Location annotation dataset excerpts

++++++++

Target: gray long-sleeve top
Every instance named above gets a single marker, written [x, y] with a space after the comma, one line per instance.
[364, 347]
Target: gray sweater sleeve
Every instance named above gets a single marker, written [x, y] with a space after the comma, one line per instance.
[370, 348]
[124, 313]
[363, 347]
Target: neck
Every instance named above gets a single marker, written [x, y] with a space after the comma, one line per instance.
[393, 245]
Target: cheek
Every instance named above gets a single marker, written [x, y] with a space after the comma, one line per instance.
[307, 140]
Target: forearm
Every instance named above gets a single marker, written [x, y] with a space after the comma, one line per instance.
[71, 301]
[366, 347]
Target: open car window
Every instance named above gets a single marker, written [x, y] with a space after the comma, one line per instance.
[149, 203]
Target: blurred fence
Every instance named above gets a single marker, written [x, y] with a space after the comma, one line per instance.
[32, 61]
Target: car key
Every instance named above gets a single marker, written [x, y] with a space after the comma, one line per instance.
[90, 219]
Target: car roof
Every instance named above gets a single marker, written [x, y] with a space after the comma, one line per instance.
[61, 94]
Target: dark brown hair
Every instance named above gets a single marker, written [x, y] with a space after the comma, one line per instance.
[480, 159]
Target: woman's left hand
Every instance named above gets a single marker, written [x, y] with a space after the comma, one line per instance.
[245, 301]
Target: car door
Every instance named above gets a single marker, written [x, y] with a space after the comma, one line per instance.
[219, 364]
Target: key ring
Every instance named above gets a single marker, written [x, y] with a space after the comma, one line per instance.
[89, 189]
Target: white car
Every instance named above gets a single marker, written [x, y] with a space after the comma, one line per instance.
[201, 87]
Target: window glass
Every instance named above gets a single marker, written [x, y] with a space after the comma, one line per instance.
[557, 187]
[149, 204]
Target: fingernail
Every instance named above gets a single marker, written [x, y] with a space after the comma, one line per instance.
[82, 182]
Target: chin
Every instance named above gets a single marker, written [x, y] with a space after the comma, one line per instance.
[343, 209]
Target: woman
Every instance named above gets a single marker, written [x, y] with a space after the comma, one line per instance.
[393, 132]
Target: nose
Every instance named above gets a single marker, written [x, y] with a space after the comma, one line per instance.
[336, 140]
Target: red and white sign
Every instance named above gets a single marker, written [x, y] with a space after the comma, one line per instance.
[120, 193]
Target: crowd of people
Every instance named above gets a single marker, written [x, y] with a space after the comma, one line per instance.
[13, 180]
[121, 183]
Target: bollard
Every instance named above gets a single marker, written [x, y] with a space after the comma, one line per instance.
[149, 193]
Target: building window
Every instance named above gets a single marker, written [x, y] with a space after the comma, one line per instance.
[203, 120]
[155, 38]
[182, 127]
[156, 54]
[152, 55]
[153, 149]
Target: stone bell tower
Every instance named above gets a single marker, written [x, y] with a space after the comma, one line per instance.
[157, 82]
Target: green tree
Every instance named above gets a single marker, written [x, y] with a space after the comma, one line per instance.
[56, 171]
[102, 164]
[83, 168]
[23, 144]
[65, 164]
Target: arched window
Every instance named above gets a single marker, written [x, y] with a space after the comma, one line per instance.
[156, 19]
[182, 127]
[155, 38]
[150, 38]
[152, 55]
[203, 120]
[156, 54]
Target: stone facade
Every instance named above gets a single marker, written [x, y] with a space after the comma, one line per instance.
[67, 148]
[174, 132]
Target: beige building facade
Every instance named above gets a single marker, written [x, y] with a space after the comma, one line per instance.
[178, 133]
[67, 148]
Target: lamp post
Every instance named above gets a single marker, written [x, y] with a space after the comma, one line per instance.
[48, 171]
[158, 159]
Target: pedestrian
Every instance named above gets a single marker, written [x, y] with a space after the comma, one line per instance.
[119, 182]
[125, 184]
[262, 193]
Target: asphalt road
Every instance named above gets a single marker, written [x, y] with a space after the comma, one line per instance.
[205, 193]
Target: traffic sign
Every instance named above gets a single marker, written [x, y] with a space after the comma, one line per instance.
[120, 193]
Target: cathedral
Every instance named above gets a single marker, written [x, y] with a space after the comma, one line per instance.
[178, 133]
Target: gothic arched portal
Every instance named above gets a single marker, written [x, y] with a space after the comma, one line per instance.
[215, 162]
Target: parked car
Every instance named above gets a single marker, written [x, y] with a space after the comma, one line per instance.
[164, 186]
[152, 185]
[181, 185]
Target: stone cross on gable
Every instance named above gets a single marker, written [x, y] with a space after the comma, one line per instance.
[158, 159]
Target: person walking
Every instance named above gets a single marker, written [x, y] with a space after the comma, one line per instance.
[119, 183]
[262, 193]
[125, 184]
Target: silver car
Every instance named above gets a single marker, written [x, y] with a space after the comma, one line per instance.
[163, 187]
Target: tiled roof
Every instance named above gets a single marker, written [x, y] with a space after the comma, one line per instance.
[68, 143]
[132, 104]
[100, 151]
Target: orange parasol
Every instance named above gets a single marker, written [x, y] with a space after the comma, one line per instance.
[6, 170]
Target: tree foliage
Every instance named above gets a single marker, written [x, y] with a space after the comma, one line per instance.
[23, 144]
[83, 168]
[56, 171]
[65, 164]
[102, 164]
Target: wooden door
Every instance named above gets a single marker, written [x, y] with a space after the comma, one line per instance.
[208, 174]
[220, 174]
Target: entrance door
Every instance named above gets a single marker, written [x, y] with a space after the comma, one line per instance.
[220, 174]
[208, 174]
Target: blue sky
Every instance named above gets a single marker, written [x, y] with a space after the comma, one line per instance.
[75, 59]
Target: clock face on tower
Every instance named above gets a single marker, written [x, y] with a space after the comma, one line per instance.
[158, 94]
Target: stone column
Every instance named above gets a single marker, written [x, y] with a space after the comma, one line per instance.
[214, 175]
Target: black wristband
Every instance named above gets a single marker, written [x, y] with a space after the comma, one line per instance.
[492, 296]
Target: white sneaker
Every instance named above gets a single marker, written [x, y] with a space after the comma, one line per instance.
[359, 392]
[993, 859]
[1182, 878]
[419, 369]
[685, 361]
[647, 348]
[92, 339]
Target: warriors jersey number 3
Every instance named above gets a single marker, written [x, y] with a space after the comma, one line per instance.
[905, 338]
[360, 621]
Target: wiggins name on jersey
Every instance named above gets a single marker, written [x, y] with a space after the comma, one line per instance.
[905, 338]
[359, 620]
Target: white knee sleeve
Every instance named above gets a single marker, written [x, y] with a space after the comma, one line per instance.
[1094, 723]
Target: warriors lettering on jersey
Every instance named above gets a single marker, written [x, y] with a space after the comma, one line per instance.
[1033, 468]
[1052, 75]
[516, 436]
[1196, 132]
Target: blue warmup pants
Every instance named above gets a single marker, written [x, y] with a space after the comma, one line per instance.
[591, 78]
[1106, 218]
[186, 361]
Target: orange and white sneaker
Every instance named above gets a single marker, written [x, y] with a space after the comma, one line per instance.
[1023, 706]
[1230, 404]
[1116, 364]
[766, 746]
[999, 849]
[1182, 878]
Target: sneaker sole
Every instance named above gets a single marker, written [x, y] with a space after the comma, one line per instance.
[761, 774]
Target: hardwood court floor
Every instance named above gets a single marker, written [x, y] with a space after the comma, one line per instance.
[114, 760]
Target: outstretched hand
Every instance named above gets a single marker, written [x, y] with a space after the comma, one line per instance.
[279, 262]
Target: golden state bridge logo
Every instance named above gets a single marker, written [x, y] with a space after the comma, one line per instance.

++++++++

- _What is expected_
Output the lines of the records above as a JSON list of strings, one string per line, leaving out blank lines.

- _Solution for this problem_
[
  "Target: gray long-sleeve top",
  "Every instance named above gets a single marker, written [x, y] with a space after the comma, one line per instance.",
  "[364, 347]",
  "Target: gray sweater sleeve",
  "Every instance named above gets a single marker, written [x, y] with a space after the comma, one line per instance.",
  "[370, 348]",
  "[124, 313]",
  "[363, 347]",
  "Target: neck",
  "Every instance named above gets a single marker, written [x, y] with a space after the comma, one line per instance.",
  "[393, 245]",
  "Target: cheek",
  "Every instance named above gets a single marker, written [x, y] with a space after the comma, one line per instance.",
  "[307, 140]",
  "Target: forearm",
  "Every instance named above gets a single marker, written [x, y] with a space after the comma, one line per instance.",
  "[71, 301]",
  "[366, 347]",
  "Target: open car window",
  "Every instance named above gets a single marker, written [x, y] with a space after the comma, one line per instance.",
  "[149, 203]",
  "Target: blurred fence",
  "Every instance named above gets a single marker, written [x, y] with a space after the comma, one line per instance.",
  "[32, 61]",
  "Target: car key",
  "Every instance named above gets a single marker, written [x, y] with a space after the comma, one line per instance.",
  "[90, 219]",
  "Target: car roof",
  "Every instance named above gets a single marker, written [x, y] with a space after the comma, one line per instance.",
  "[61, 94]",
  "Target: dark brown hair",
  "Every instance named above gets a single marker, written [x, y] with a space after the comma, one line per instance.",
  "[480, 159]",
  "Target: woman's left hand",
  "Every instance named above gets a single marker, written [x, y] with a space after the comma, one line per instance.",
  "[245, 301]",
  "Target: car door",
  "Every instance named above gets a single marker, written [x, y] with a space after the comma, one line per instance.",
  "[219, 364]",
  "Target: key ring",
  "Every instance named above gets a single marker, written [x, y] with a space after the comma, one line per instance.",
  "[89, 189]",
  "Target: white car",
  "Every instance named above gets a single marker, written [x, y] with a space after the comma, one line per instance.",
  "[201, 87]",
  "Target: window glass",
  "Every instance named above gets a single marker, written [x, y] with a space after the comma, one line per instance.",
  "[557, 187]",
  "[149, 204]",
  "Target: fingernail",
  "Every instance named above gets a single marker, written [x, y] with a space after the comma, one line per instance.",
  "[82, 182]",
  "Target: chin",
  "Every instance named above gets a single marker, written [x, y] with a space after the comma, one line per instance.",
  "[343, 209]",
  "Target: woman",
  "Every instance named above gets a single marker, written [x, y] with a space after the comma, one line per instance.",
  "[393, 132]",
  "Target: nose",
  "Every instance named above gets a single marker, written [x, y] with a space after the comma, one line per instance.",
  "[336, 140]",
  "Target: red and white sign",
  "Every instance named above gets a single marker, written [x, y] with a space after the comma, one line per instance.",
  "[120, 193]",
  "Target: crowd of people",
  "Every instance named above gets a single marker, written [x, y] with a space after the comma, one line per instance.",
  "[13, 180]",
  "[121, 183]",
  "Target: bollard",
  "Every instance named above gets a single marker, written [x, y] with a space after the comma, one line per instance.",
  "[149, 193]",
  "Target: building window",
  "Every instance named above gets a single marker, written [x, y] with a space after the comma, one line per instance.",
  "[203, 120]",
  "[155, 38]",
  "[182, 127]",
  "[156, 54]",
  "[152, 55]",
  "[153, 149]",
  "Target: stone bell tower",
  "Every instance named above gets a single marker, written [x, y] with a space after the comma, one line per instance.",
  "[157, 82]",
  "Target: green tree",
  "Every instance named above gets a single marker, written [x, y] with a space after the comma, one line per instance.",
  "[56, 171]",
  "[102, 164]",
  "[83, 168]",
  "[23, 144]",
  "[65, 164]",
  "Target: arched window",
  "Every instance named above gets a single marker, written [x, y] with a space after the comma, one line per instance.",
  "[156, 19]",
  "[182, 127]",
  "[155, 38]",
  "[150, 38]",
  "[152, 55]",
  "[203, 120]",
  "[156, 54]",
  "Target: stone facade",
  "Every instance named above gets a single marker, written [x, y] with a space after the comma, one line per instance.",
  "[67, 148]",
  "[174, 132]",
  "Target: beige building facade",
  "Every instance named above gets a single marker, written [x, y] with a space after the comma, one line per instance.",
  "[178, 133]",
  "[67, 148]",
  "Target: lamp post",
  "Every instance named above gets a single marker, written [x, y] with a space after the comma, one line per instance.",
  "[48, 171]",
  "[158, 159]",
  "Target: pedestrian",
  "Every instance named above gets a single marker, written [x, y] with a space after the comma, one line per instance.",
  "[119, 182]",
  "[125, 184]",
  "[262, 193]",
  "Target: asphalt road",
  "Every instance named above gets a single marker, written [x, y] with a space after the comma, one line per instance.",
  "[205, 193]",
  "Target: traffic sign",
  "Every instance named above gets a single marker, written [x, y] with a space after the comma, one line per instance.",
  "[120, 193]",
  "Target: cathedral",
  "Every instance named above gets a single marker, written [x, y] with a space after the comma, one line per instance.",
  "[178, 133]",
  "Target: gothic arched portal",
  "Every instance named above gets a single marker, written [x, y] with a space after the comma, one line per instance.",
  "[215, 162]",
  "Target: parked car",
  "Every instance named above gets a single marker, written [x, y] with a space after the comma, one line per instance.",
  "[164, 186]",
  "[152, 185]",
  "[181, 185]",
  "Target: stone cross on gable",
  "Every instance named above gets a single marker, written [x, y] with a space after the comma, one line per instance.",
  "[158, 159]",
  "Target: person walking",
  "Every instance named above gets a single marker, written [x, y] with a space after the comma, one line per instance.",
  "[119, 183]",
  "[262, 193]",
  "[125, 184]",
  "Target: silver car",
  "Every instance named above gets a single marker, written [x, y] with a space after the comma, one line per instance.",
  "[163, 187]",
  "Target: tiled roof",
  "Every instance named above gets a single marker, written [x, y] with a space after the comma, one line per instance.",
  "[68, 143]",
  "[132, 104]",
  "[100, 151]",
  "Target: orange parasol",
  "Every instance named above gets a single marker, written [x, y] with a space after the comma, one line per instance.",
  "[6, 170]",
  "Target: tree foliage",
  "Every instance named above gets a single marker, written [x, y] with a space after the comma, one line per instance.",
  "[23, 144]",
  "[83, 168]",
  "[56, 171]",
  "[65, 164]",
  "[102, 164]",
  "Target: wooden door",
  "Every instance named above gets a single marker, written [x, y] with a space after the comma, one line per instance.",
  "[208, 174]",
  "[220, 174]",
  "Target: entrance door",
  "Every instance named above gets a single marker, written [x, y] with a space after the comma, one line per instance.",
  "[220, 174]",
  "[208, 174]",
  "Target: blue sky",
  "Every instance named above gets a single marker, written [x, y] with a space after the comma, one line per instance.",
  "[75, 59]",
  "Target: clock face on tower",
  "Every instance named above gets a single marker, written [x, y] with a space after the comma, one line per instance.",
  "[158, 94]",
  "Target: stone column",
  "Every instance named above gets a single marker, written [x, y] with a space after the comma, one line per instance.",
  "[214, 175]",
  "Target: black wristband",
  "Every instance named above gets a single marker, written [x, y] with a space after the comma, one line per instance.",
  "[492, 296]",
  "Target: white sneaker",
  "Every instance named above gets a single marker, written [x, y] with a space after the comma, one line per instance.",
  "[359, 392]",
  "[993, 859]",
  "[1182, 878]",
  "[419, 369]",
  "[685, 361]",
  "[647, 348]",
  "[92, 339]",
  "Target: warriors jersey number 3",
  "Every instance named above gets a single marker, written [x, y] with a space after the comma, one line per instance.",
  "[905, 338]",
  "[360, 621]",
  "Target: wiggins name on jersey",
  "Every instance named above gets a single marker, written [x, y] with a space after the comma, one line per instance.",
  "[905, 338]",
  "[359, 620]",
  "Target: white knee sleeve",
  "Every instance named above gets a single marker, written [x, y] with a space after the comma, one line per instance.",
  "[1094, 723]",
  "Target: warriors lettering on jersey",
  "Every instance named above gets a single marker, written [x, y] with a space after the comma, one line per instance.",
  "[1033, 468]",
  "[1052, 75]",
  "[516, 436]",
  "[1196, 132]",
  "Target: blue warmup pants",
  "Every instance named above gets a single marker, written [x, y] with a space after the comma, one line per instance.",
  "[591, 78]",
  "[1106, 218]",
  "[186, 361]",
  "Target: orange and white sneaker",
  "Every instance named above gets a single marker, written [x, y] with a space after the comma, one line per instance.",
  "[1023, 706]",
  "[1230, 404]",
  "[1116, 364]",
  "[766, 746]",
  "[999, 849]",
  "[1182, 878]",
  "Target: sneaker sole",
  "Every instance named above gets a single marker, written [x, y] with a space after the comma, one line per instance.",
  "[761, 774]",
  "Target: hardwood court floor",
  "Every instance named above gets a single marker, written [x, y] with a space after the comma, one line per instance.",
  "[114, 760]",
  "Target: outstretched hand",
  "Every instance named above gets a single marker, written [x, y] with a space after the comma, one line per instance.",
  "[279, 262]",
  "Target: golden state bridge logo",
  "Every instance named above gets a single marker, written [x, y] with a space after the comma, one line per instance."
]